Source extract:
•••••
In June of 2022, the Massachusetts Senate overruled Governor Charlie Baker’s veto, which would have denied the Work and Family Mobility Act. This bill will go into effect on July 1, 2023, granting eligible residents of Massachusetts the opportunity to drive, regardless of their immigration status.

Terms of the Bill

While this landmark legislation is a huge victory for many of our fellow Massachusetts residents, those eligible will still need to obtain a learner’s permit and pass the standard driver’s exam. Virtually all procedures and fees are the same, regardless of the individual’s immigrant or income status. 

What has changed, however, is who the law considers to be eligible for license acquisition. Once the bill takes effect, aspiring drivers will no longer have to present documentation as proof of lawful presence to the Registry of Motor Vehicles (RMV). As a result, some 200,000 undocumented immigrants will now be able to obtain their driver’s licenses thanks to the enactment of this bill. 

That said, one caveat of the bill is that impacted individuals will only be allowed to acquire Class D or M licenses, which cover standard means of transportation, such as passenger vehicles or motorcycles. 

More information on the different types of licenses is available at these links:


Affected individuals will no longer have to prove lawful presence in order to acquire their driver’s licenses or permits. However, any outstanding license suspensions or fees will have to be taken care of and paid before they can receive their licenses.  

Individuals looking to obtain their Standard Class D or Class M licenses will still need to provide documentation to prove their:

  • Identity
  • Date of birth
  • Massachusetts residency 
  • Social Security Documentation 

There are various documents that can be used for this. Some of them include: 

  • Foreign passports
  • Drivers licenses from any state or territory in the United States
  • Consular ID card
  • An original (or certified) birth certificate 
  • Foreign National ID Card
  • Foreign driver’s license
  • A marriage certificate or divorce decree issued by any state or territory in the United States

All documents that are not in English must be submitted with certified translations.
•••••
Raw data:
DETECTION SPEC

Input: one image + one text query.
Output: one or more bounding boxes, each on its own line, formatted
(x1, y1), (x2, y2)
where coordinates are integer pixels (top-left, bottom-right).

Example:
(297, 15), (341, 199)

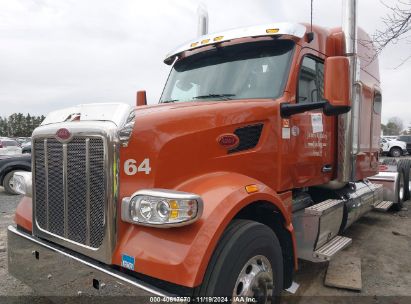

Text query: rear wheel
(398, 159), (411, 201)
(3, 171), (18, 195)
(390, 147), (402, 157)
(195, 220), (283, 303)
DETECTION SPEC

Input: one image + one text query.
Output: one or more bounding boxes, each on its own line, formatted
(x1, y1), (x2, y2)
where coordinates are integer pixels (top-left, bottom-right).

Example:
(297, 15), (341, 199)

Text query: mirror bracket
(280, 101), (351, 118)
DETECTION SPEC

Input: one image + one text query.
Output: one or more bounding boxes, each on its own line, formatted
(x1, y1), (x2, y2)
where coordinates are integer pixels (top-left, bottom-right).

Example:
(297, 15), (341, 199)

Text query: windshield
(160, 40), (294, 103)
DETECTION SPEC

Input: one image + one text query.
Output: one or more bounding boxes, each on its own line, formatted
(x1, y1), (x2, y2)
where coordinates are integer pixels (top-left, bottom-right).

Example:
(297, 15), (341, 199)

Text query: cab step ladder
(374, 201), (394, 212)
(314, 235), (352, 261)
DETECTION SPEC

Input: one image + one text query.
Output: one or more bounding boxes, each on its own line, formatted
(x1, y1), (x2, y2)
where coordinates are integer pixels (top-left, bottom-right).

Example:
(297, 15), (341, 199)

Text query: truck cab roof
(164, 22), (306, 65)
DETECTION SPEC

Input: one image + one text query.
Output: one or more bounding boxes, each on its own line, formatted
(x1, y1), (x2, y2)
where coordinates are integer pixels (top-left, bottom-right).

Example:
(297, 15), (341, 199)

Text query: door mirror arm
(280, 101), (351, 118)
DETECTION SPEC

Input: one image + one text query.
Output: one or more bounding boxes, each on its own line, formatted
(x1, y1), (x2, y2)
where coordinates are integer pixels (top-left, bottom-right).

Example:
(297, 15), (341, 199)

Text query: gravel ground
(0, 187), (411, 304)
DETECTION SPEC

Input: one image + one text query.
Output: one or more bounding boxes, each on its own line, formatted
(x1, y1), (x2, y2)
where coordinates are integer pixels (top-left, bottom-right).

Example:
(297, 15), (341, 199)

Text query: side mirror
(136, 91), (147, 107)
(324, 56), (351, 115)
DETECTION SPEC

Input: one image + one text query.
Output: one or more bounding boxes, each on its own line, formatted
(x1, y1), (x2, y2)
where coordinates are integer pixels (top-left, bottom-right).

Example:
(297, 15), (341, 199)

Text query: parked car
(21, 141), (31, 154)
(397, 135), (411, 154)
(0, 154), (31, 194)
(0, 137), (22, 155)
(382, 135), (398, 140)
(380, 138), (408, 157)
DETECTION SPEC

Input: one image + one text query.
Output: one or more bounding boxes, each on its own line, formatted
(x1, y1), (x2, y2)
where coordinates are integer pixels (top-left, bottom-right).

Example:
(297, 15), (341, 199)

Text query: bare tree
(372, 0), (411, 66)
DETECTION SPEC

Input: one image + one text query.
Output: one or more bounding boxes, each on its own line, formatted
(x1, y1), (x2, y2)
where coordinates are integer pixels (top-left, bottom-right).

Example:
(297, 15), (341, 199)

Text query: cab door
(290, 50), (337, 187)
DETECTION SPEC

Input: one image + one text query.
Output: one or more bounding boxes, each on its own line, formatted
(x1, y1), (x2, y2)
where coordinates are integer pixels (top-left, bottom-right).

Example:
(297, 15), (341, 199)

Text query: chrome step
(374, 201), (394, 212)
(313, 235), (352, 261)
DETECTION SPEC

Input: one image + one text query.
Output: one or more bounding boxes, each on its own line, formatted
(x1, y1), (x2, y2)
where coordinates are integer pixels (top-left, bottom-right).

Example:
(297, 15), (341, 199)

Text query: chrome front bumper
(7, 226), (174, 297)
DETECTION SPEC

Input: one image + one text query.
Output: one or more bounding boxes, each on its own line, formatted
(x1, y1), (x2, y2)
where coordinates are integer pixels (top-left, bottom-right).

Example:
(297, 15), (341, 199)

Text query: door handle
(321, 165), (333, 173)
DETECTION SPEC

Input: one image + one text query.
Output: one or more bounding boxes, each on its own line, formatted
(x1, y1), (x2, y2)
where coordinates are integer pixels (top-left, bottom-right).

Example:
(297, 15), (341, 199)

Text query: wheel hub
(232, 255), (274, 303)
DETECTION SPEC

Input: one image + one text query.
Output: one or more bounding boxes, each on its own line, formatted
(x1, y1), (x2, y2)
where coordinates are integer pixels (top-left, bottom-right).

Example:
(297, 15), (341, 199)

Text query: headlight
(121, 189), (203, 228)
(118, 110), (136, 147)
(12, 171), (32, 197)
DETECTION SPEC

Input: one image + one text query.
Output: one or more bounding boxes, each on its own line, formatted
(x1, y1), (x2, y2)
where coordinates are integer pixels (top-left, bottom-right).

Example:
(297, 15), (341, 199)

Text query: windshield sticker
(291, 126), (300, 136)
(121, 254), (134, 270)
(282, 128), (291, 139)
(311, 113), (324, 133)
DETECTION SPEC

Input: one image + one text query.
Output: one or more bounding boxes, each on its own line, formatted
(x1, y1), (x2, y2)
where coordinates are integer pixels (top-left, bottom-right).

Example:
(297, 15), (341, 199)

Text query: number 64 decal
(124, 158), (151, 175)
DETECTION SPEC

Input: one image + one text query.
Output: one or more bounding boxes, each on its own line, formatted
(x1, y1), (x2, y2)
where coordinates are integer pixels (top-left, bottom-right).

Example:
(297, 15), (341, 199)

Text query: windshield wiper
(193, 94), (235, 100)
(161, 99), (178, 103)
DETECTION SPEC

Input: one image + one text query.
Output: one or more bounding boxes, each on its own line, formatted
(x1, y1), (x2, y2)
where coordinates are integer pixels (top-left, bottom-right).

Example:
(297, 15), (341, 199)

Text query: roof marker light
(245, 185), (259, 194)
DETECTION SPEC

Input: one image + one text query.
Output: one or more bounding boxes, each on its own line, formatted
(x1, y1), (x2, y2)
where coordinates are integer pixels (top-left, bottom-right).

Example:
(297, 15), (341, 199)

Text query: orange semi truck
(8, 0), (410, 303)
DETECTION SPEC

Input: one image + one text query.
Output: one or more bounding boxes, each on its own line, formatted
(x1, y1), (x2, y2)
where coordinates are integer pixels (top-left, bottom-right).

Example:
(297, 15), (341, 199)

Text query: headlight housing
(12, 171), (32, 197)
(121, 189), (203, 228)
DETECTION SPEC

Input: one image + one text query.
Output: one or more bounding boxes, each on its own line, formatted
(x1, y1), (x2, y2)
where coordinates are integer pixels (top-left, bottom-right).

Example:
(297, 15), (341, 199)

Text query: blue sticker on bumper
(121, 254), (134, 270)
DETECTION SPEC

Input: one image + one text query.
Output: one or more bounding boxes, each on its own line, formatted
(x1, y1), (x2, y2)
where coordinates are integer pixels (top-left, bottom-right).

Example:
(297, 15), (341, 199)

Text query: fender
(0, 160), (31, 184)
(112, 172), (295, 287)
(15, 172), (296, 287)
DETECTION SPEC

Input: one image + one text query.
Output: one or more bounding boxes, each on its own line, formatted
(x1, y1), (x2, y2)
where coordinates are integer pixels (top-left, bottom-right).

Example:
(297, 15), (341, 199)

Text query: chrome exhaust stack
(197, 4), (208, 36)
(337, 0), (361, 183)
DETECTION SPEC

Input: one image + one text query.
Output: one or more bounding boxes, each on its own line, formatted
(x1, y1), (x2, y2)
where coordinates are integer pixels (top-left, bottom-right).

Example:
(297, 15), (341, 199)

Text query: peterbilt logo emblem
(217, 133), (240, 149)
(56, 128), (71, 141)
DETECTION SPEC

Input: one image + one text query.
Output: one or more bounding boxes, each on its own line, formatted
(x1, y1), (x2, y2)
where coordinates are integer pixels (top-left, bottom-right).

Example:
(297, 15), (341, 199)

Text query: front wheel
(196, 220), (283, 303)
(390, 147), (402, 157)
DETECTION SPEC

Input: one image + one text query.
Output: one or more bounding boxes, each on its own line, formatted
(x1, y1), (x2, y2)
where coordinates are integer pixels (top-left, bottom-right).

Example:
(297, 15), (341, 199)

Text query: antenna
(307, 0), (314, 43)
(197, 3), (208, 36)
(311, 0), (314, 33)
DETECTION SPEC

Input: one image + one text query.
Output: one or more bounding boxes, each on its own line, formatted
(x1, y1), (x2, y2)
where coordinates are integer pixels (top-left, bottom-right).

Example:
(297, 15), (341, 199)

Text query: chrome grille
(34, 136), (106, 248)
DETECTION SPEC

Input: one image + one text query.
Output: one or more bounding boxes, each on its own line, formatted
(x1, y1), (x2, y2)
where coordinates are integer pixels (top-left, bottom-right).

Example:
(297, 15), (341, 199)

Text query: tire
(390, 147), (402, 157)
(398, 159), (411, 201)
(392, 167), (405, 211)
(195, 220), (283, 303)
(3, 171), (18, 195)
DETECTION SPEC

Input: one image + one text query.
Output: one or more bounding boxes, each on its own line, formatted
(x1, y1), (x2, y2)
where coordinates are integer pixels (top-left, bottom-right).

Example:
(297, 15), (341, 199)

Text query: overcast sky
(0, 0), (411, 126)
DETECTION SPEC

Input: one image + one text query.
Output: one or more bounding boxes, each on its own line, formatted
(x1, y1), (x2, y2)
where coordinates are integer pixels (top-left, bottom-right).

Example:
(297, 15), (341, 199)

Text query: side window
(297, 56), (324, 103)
•••••
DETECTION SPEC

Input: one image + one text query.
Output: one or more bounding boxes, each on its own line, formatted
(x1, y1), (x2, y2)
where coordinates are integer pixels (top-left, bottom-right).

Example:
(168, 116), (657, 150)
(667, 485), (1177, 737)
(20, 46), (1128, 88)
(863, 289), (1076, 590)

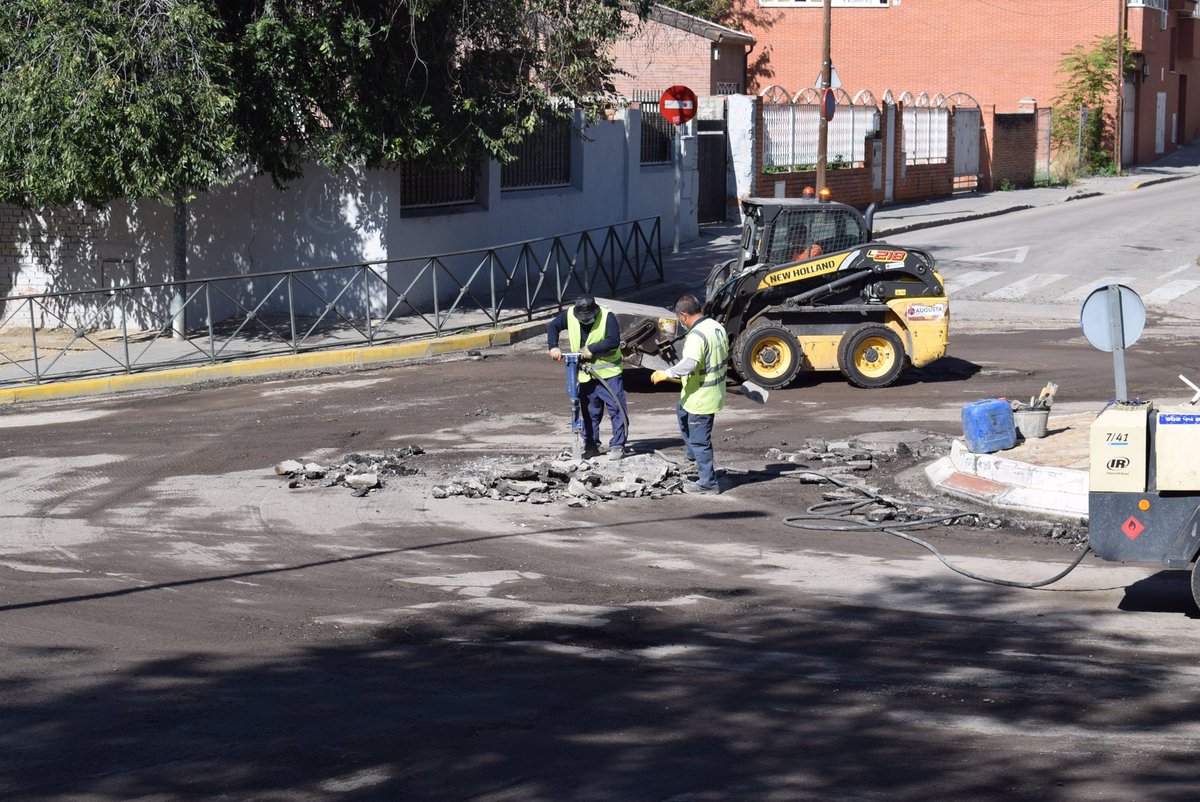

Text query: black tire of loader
•••••
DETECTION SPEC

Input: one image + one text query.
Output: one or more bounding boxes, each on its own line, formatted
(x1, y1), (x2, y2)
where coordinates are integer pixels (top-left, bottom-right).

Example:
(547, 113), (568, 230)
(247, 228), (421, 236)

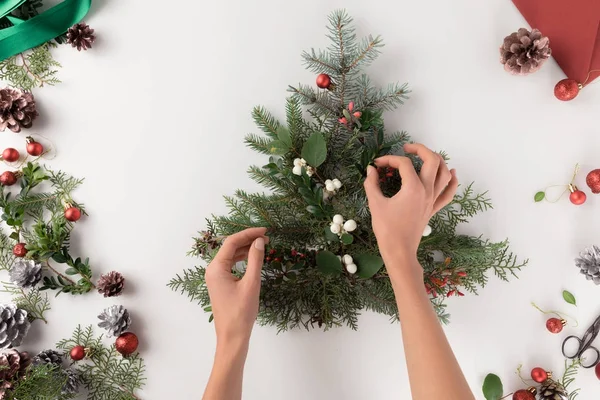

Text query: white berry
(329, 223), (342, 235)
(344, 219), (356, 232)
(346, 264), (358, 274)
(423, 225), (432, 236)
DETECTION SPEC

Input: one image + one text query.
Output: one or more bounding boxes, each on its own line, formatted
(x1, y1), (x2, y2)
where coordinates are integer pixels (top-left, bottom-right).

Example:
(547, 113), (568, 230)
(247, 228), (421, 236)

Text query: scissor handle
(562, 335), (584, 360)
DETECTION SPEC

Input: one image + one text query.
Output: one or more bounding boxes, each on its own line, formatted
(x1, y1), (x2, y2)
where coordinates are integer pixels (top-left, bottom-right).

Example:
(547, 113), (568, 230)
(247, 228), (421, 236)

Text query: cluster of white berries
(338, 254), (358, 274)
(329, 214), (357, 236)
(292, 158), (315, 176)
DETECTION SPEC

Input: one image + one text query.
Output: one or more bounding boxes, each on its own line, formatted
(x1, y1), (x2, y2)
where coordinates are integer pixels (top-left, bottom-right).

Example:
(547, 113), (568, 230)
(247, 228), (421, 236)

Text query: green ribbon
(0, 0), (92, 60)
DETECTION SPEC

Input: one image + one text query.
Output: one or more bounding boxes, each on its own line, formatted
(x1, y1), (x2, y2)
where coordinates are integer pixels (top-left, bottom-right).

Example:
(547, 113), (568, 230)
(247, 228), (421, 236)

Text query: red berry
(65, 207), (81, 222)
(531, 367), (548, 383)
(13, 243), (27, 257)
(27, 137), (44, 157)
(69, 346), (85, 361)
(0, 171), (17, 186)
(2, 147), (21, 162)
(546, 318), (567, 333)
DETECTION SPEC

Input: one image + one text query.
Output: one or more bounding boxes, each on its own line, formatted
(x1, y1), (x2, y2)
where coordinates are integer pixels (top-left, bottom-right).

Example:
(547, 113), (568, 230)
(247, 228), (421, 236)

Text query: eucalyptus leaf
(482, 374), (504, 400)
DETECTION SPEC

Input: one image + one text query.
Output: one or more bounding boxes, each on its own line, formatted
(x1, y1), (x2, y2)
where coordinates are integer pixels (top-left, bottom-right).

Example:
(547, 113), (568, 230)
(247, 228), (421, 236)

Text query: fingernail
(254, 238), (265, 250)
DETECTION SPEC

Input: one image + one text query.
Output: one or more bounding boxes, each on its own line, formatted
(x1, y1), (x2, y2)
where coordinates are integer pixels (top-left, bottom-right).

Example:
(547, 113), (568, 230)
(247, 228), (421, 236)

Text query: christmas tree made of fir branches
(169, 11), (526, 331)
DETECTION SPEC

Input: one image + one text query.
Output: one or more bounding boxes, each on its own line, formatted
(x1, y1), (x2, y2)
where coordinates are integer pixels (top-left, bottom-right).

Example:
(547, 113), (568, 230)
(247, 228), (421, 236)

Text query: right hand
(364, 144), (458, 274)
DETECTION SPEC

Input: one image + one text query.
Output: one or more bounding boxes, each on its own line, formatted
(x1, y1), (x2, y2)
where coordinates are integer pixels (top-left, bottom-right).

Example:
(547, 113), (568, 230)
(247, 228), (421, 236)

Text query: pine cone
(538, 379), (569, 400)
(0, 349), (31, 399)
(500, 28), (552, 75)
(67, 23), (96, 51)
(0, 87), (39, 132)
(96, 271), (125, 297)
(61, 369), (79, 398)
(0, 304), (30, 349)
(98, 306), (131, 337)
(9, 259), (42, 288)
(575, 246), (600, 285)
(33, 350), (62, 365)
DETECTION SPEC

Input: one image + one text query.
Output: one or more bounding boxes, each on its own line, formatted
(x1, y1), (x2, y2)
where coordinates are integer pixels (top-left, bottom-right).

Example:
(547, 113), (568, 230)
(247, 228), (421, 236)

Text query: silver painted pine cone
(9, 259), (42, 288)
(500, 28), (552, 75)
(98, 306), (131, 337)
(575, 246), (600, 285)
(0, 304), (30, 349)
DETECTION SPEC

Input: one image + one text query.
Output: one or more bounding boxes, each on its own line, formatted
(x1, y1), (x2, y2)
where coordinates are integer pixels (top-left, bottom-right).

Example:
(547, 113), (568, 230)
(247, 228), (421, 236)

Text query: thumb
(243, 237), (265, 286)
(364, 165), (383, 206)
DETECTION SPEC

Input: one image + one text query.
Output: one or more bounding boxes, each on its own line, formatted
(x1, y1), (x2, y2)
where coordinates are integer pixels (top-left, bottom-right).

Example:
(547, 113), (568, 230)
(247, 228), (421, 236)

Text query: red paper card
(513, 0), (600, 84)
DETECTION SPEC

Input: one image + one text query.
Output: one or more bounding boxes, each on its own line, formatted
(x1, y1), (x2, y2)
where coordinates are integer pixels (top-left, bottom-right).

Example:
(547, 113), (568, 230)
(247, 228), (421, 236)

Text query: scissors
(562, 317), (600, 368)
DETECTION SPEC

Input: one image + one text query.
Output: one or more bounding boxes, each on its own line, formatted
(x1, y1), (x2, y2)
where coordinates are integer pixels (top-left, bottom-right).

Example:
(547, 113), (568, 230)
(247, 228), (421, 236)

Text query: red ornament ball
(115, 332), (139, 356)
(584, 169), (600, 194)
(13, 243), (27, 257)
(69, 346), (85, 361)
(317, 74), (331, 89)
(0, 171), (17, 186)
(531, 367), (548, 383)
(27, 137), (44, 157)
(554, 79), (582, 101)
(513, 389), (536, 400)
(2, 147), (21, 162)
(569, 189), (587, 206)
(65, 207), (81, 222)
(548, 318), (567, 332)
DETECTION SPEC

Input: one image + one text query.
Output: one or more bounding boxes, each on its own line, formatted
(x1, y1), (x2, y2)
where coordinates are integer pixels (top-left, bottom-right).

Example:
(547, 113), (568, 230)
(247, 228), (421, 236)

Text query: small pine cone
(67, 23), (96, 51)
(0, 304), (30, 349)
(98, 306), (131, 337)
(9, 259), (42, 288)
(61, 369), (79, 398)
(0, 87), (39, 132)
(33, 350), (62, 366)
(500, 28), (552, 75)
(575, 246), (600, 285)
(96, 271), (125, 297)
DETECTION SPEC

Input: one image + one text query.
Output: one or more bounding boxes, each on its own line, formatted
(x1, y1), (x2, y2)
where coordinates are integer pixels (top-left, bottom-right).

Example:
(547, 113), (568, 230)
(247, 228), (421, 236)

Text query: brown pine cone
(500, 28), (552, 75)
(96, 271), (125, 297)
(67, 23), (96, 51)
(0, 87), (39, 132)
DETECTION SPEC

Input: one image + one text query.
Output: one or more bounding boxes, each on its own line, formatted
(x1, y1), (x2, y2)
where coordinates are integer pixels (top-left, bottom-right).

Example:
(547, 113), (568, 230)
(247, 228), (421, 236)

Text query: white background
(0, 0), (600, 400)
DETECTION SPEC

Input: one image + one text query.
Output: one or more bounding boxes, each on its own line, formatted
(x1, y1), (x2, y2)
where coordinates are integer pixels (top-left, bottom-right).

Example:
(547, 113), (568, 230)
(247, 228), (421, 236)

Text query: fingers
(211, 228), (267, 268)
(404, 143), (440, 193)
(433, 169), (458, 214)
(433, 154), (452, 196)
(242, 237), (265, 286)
•••••
Tasks to perform:
**1)** In the Massachusetts driver's license law text, write out the part starting with "That said, one" and going on through "vehicles or motorcycles.", substituting "cars" for "passenger vehicles".
**2)** Answer these from the Massachusetts driver's license law text:
(a) On what date does the bill go into effect?
(b) About how many undocumented immigrants will now be able to get driver's licenses?
(c) What must be submitted with documents that are not in English?

Exercise answers:
**1)**
That said, one caveat of the bill is that impacted individuals will only be allowed to acquire Class D or M licenses, which cover standard means of transportation, such as cars or motorcycles.

**2)**
(a) July 1, 2023
(b) Some 200,000
(c) Certified translations